Aim of the task: Continue the newsletter about solar rebate changes below, picking up right after its last sentence.

Page extract:
E-News Issue #126
We are sending out this e-newsletter to give you some weekend reading and to let you know for the last time about the Rebates ending.
NSW Feed In Tariff
The gov't is still working out the final deal - there was some rumour and hope that it would be implemented by 1st July.
Grid Feed (SHCP) Rebate
The gov't has announced that this rebate will end on 30th June. It is to be replaced by a smaller rebate (sometimes called Super RECs). For a 1kW system the current rebate plus RECs of about $9000 will reduce to about $5000 worth of Super RECs. If you want to apply, we urge you to contact us within the next week otherwise you may miss out.
Stand Alone (RRPGP) Rebate
The future of this rebate is not totally clear. The word being given out by the State Gov't administrators is that it will end when the funding runs out. Apparently it has already ended in Tasmania . Our best advice is to apply ASAP and definitely before 30 th June. We also suggest you contact the Federal gov't (Peter Garrett) about this outrageous state of affairs.

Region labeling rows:
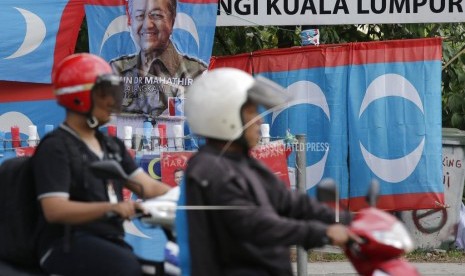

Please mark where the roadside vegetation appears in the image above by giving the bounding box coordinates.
[291,249,465,263]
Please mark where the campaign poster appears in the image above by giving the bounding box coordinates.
[160,151,194,187]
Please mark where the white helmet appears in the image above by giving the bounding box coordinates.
[184,68,287,141]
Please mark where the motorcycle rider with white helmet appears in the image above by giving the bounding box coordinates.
[177,68,356,276]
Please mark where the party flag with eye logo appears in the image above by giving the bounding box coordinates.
[347,38,444,210]
[0,0,84,83]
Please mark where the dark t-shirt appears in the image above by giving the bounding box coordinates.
[178,145,348,276]
[33,125,138,255]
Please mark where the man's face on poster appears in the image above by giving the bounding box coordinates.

Answer to the problem:
Solar Hot Water
Feedback about solar hot water systems continues to arrive. I think in general terms it is fair to say that all types are being made more efficient with new designs, coatings etc. This is great - it means you have more hot water, particularly in cloudy weather. However, the problem of too much hot water in summer can be an issue. Our last e-newsletter mentioned about someone who inadvertently cooked the frogs in his gutters from hot water that has discharged from his hot water system. John and Cameron have since told me how the hot water discharge melted their plastic/PVC type of guttering!
Cooking with Solar
Cooking our food uses a lot of power. I might first point out that we do sell solar cookers and ovens [edit: discontinued] which work direct off the sun. These are a slow type of cooker, that retain high levels of food nutrients and work well.
Over the years, I have written articles about cooking with an appliance being run off an inverter. Appliances included rice cooker, bread maker, micro wave oven, toaster, coffee maker, hot plate and an electric jug.
In general, we suggest that if you are on a solar, or other Renewable Energy system, you would do all of your cooking on gas or on a wood stove. However, in good weather, you may often have a surplus of power and some forms of electric cooking are surprisingly efficient.
I recently bought a bench top Convection Oven from a supermarket chain-store for $59. This has a large round 12 litre glass/Pyrex oven. The glass lid has a fan forced element on it. The hot air circulates around the food which is placed on a rack on the bottom of the glass bowl.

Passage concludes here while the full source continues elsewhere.